§ **Work item**: With the images removed, reproduce each entry below word for word.

##### Supplied records #####

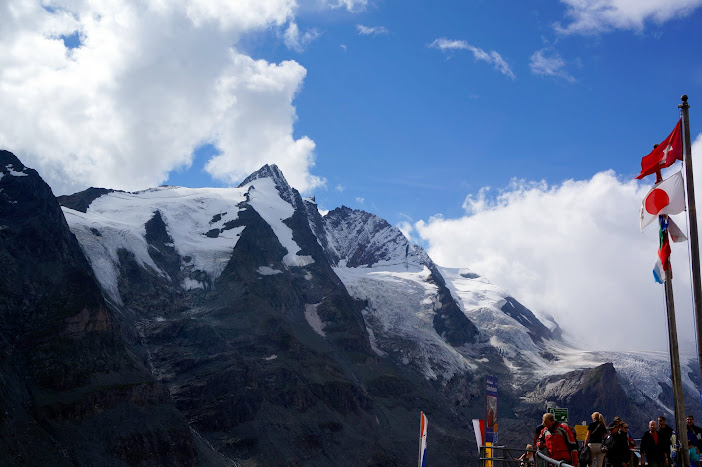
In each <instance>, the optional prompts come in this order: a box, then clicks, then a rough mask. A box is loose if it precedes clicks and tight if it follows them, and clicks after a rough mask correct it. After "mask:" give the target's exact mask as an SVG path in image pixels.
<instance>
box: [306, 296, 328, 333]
mask: <svg viewBox="0 0 702 467" xmlns="http://www.w3.org/2000/svg"><path fill="white" fill-rule="evenodd" d="M319 305H320V304H319V303H317V304H315V305H309V304H308V305H305V319H306V320H307V323H309V325H310V327H311V328H312V329H314V332H316V333H317V334H319V335H320V336H322V337H327V335H326V333H325V332H324V327H325V326H326V323H324V322H323V321H322V319H321V318H320V317H319V315H318V314H317V307H318V306H319Z"/></svg>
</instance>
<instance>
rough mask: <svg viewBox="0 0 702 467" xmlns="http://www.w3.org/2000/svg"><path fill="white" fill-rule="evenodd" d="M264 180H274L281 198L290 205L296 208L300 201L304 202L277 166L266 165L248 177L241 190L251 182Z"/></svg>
mask: <svg viewBox="0 0 702 467" xmlns="http://www.w3.org/2000/svg"><path fill="white" fill-rule="evenodd" d="M263 178H270V179H271V180H273V183H275V187H276V189H277V190H278V193H280V197H281V198H283V199H284V200H285V201H287V202H288V203H290V204H291V205H292V206H293V207H294V208H297V207H298V200H300V202H302V201H301V198H300V194H299V193H298V192H297V190H295V189H294V188H292V187H291V186H290V185H289V184H288V181H287V180H286V179H285V176H284V175H283V171H282V170H280V169H279V168H278V166H277V165H275V164H266V165H264V166H263V167H261V168H260V169H258V170H257V171H256V172H254V173H252V174H251V175H249V176H248V177H246V178H245V179H244V181H243V182H241V183H240V184H239V188H242V187H244V186H246V185H248V184H250V183H251V182H254V181H256V180H260V179H263Z"/></svg>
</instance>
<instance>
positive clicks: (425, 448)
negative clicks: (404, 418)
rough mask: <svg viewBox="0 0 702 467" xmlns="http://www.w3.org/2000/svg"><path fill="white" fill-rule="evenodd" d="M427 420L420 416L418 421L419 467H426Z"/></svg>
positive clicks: (426, 452)
mask: <svg viewBox="0 0 702 467" xmlns="http://www.w3.org/2000/svg"><path fill="white" fill-rule="evenodd" d="M428 424H429V420H428V419H427V416H426V415H424V412H422V415H421V416H420V420H419V467H426V465H427V425H428Z"/></svg>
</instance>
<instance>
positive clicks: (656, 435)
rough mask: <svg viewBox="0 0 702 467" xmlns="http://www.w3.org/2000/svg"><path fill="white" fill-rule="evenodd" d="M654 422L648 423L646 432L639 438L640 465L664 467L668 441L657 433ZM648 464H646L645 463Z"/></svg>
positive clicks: (668, 442)
mask: <svg viewBox="0 0 702 467" xmlns="http://www.w3.org/2000/svg"><path fill="white" fill-rule="evenodd" d="M657 428H658V426H657V425H656V422H655V421H653V420H651V421H650V422H648V431H647V432H646V433H644V434H643V436H642V437H641V465H642V466H643V465H648V466H650V467H665V466H666V465H668V452H669V450H670V448H669V445H670V439H668V440H666V439H665V438H664V437H663V435H662V434H661V433H660V432H659V431H658V429H657ZM646 462H648V463H646Z"/></svg>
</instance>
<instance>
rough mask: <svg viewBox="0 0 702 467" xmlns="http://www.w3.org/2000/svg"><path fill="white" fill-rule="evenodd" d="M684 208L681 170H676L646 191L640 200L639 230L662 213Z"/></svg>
mask: <svg viewBox="0 0 702 467" xmlns="http://www.w3.org/2000/svg"><path fill="white" fill-rule="evenodd" d="M684 210H685V187H684V185H683V178H682V172H676V173H675V174H674V175H673V176H672V177H668V178H666V179H665V180H663V181H662V182H660V183H659V184H658V185H656V186H654V187H653V188H651V190H650V191H649V192H648V193H646V196H644V199H643V201H642V202H641V214H640V221H641V230H643V229H644V227H646V226H647V225H648V224H650V223H651V222H653V221H654V220H655V219H656V217H657V216H659V215H663V214H680V213H681V212H683V211H684Z"/></svg>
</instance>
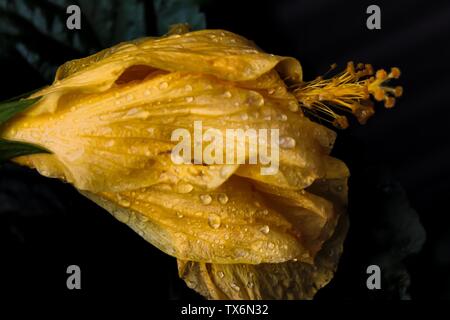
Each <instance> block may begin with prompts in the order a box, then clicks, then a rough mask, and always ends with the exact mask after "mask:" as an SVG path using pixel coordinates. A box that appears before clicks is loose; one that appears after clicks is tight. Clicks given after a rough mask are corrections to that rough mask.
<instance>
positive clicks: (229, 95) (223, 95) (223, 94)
mask: <svg viewBox="0 0 450 320" xmlns="http://www.w3.org/2000/svg"><path fill="white" fill-rule="evenodd" d="M223 96H224V97H225V98H231V96H232V94H231V92H230V91H225V92H224V93H223Z"/></svg>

#####

§ **Solution to the exercise**:
In each <instance>, the optional prompts come in this order: a box, then clicks, then a rough mask. A box is loose if it precedes clicks and tight if it follows them, and clicks after a rough mask correct it. After "mask:" give the target's exact mask as an SVG path in image pixels.
<instance>
box: [306, 296, 328, 333]
mask: <svg viewBox="0 0 702 467" xmlns="http://www.w3.org/2000/svg"><path fill="white" fill-rule="evenodd" d="M319 305H320V304H319V303H317V304H315V305H309V304H308V305H305V319H306V320H307V323H309V325H310V327H311V328H312V329H314V332H316V333H317V334H319V335H320V336H322V337H327V335H326V333H325V332H324V327H325V326H326V323H324V322H323V321H322V319H321V318H320V317H319V315H318V314H317V307H318V306H319Z"/></svg>
</instance>
<instance>
rough mask: <svg viewBox="0 0 702 467" xmlns="http://www.w3.org/2000/svg"><path fill="white" fill-rule="evenodd" d="M264 180H274L281 198L290 205L296 208L300 201L304 202L277 166L266 165L248 177L241 190L251 182Z"/></svg>
mask: <svg viewBox="0 0 702 467" xmlns="http://www.w3.org/2000/svg"><path fill="white" fill-rule="evenodd" d="M263 178H270V179H271V180H273V183H275V187H276V189H277V190H278V193H280V197H281V198H283V199H284V200H285V201H287V202H288V203H290V204H291V205H292V206H293V207H294V208H297V207H298V200H300V202H302V201H301V198H300V194H299V193H298V192H297V190H295V189H294V188H292V187H291V186H290V185H289V184H288V181H287V180H286V179H285V176H284V175H283V171H282V170H280V169H279V168H278V166H277V165H275V164H266V165H264V166H263V167H261V168H260V169H258V170H257V171H256V172H254V173H252V174H251V175H249V176H248V177H246V178H245V179H244V181H243V182H241V183H240V184H239V188H242V187H244V186H246V185H248V184H250V183H251V182H254V181H256V180H260V179H263Z"/></svg>
</instance>
<instance>
positive clicks: (425, 448)
negative clicks: (404, 418)
rough mask: <svg viewBox="0 0 702 467" xmlns="http://www.w3.org/2000/svg"><path fill="white" fill-rule="evenodd" d="M427 420L420 416L418 421L419 467H426Z"/></svg>
positive clicks: (426, 452)
mask: <svg viewBox="0 0 702 467" xmlns="http://www.w3.org/2000/svg"><path fill="white" fill-rule="evenodd" d="M428 424H429V420H428V419H427V416H426V415H424V412H422V415H421V416H420V420H419V467H426V465H427V425H428Z"/></svg>
</instance>
<instance>
positive clicks: (656, 435)
rough mask: <svg viewBox="0 0 702 467" xmlns="http://www.w3.org/2000/svg"><path fill="white" fill-rule="evenodd" d="M654 422L648 423L646 432L639 438L640 465L664 467L668 441L657 433ZM648 464H646L645 463Z"/></svg>
positive clicks: (668, 442)
mask: <svg viewBox="0 0 702 467" xmlns="http://www.w3.org/2000/svg"><path fill="white" fill-rule="evenodd" d="M657 428H658V426H657V425H656V422H655V421H653V420H651V421H650V422H648V431H647V432H646V433H644V434H643V436H642V437H641V465H642V466H643V465H648V466H650V467H665V466H666V465H668V452H669V450H670V448H669V445H670V439H668V440H666V439H665V438H664V437H663V435H662V434H661V433H660V432H659V431H658V429H657ZM646 462H648V463H646Z"/></svg>
</instance>
<instance>
rough mask: <svg viewBox="0 0 702 467" xmlns="http://www.w3.org/2000/svg"><path fill="white" fill-rule="evenodd" d="M684 208L681 170H676L646 191L640 200L639 230L662 213Z"/></svg>
mask: <svg viewBox="0 0 702 467" xmlns="http://www.w3.org/2000/svg"><path fill="white" fill-rule="evenodd" d="M684 210H685V187H684V185H683V178H682V172H676V173H675V174H674V175H673V176H672V177H668V178H666V179H665V180H663V181H662V182H660V183H659V184H658V185H656V186H654V187H653V188H651V190H650V191H649V192H648V193H646V196H644V199H643V201H642V202H641V214H640V221H641V230H643V229H644V227H646V226H647V225H648V224H650V223H651V222H653V221H654V220H655V219H656V217H657V216H659V215H663V214H680V213H681V212H683V211H684Z"/></svg>
</instance>
Each <instance> block may begin with prompts in the order a box, then clicks, then a rough mask, and always ends with the exact mask after "mask:" as an SVG path using pixel coordinates. A box that appears before clicks is loose; one that appears after clicks is tight. Clicks given after a rough mask are corrections to that rough mask.
<instance>
positive clicks: (229, 95) (223, 95) (223, 94)
mask: <svg viewBox="0 0 450 320" xmlns="http://www.w3.org/2000/svg"><path fill="white" fill-rule="evenodd" d="M223 96H224V97H225V98H231V96H232V94H231V92H230V91H225V92H224V93H223Z"/></svg>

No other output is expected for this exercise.